-- start of Text block --

Skip to main content

Overview

The GovTech platform implements comprehensive monitoring using Prometheus, Grafana, and AWS CloudWatch to ensure visibility into infrastructure and application performance.

Monitoring Stack

Architecture

Application Metrics → Prometheus → Grafana Dashboards
       ↓                  ↓              ↓
  ServiceMonitor    Alert Rules    Visualizations
       ↓                  ↓
  /metrics          Alertmanager → Notifications

 AWS CloudWatch Container Insights

Components

Prometheus

Time-series metrics collection and storage with 15-day retention

Grafana

Visualization dashboards with pre-configured GovTech overview

Alertmanager

Alert routing and notification management

CloudWatch

AWS-native monitoring for EKS cluster and infrastructure

Prometheus Setup

Installation

The platform uses the kube-prometheus-stack Helm chart for complete observability:
# Add Prometheus Helm repository
helm repo add prometheus-community https://prometheus-community.github.io/helm-charts
helm repo update

# Install Prometheus stack
helm install prometheus prometheus-community/kube-prometheus-stack \
  -f monitoring/prometheus/prometheus.yaml \
  --namespace monitoring \
  --create-namespace

Configuration

Key Prometheus settings from monitoring/prometheus/prometheus.yaml:
prometheus:
  prometheusSpec:
    retention: 15d  # Keep metrics for 15 days
    storageSpec:
      volumeClaimTemplate:
        spec:
          storageClassName: gp2
          accessModes: ["ReadWriteOnce"]
          resources:
            requests:
              storage: 50Gi

ServiceMonitor for Backend

Prometheus discovers application metrics through ServiceMonitor resources:
monitoring/prometheus/backend-servicemonitor.yaml
apiVersion: monitoring.coreos.com/v1
kind: ServiceMonitor
metadata:
  name: backend-monitor
  namespace: govtech
  labels:
    release: prometheus  # Required for discovery
spec:
  selector:
    matchLabels:
      app: backend
  namespaceSelector:
    matchNames:
      - govtech
  endpoints:
    - port: http
      path: /metrics
      interval: 30s
      scrapeTimeout: 10s
The backend application must expose metrics at GET /metrics in Prometheus format using libraries like prom-client or express-prometheus-middleware.

-- end of Text block --
-- start of Supplied entries --

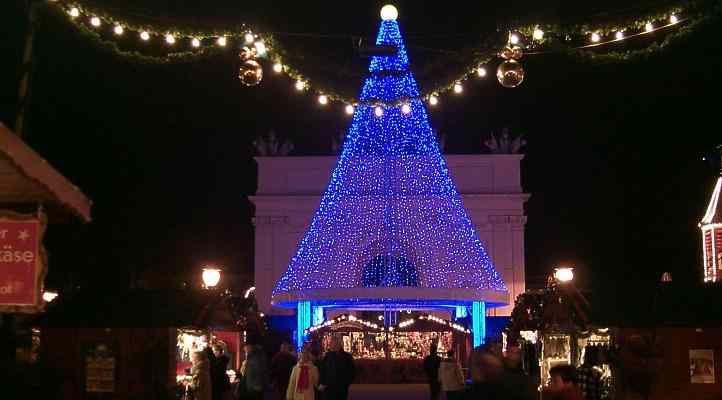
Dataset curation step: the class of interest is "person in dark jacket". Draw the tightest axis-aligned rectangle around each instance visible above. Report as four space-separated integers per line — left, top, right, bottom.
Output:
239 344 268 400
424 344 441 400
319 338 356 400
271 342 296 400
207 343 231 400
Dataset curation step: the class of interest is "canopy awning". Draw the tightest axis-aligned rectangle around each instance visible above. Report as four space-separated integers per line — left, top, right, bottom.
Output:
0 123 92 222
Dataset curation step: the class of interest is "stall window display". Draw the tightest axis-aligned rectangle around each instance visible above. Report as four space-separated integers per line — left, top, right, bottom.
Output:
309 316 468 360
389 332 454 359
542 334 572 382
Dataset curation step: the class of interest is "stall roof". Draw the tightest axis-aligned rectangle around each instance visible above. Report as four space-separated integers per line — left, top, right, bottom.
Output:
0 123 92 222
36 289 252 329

-- end of Supplied entries --

Stated task.
In the monitoring setup text, retype the passage that runs from "Skip to main" up to and including "and application performance.".

Result.
Skip to main content

Overview

The GovTech platform implements comprehensive monitoring using Prometheus, Grafana, and AWS CloudWatch to ensure visibility into infrastructure and application performance.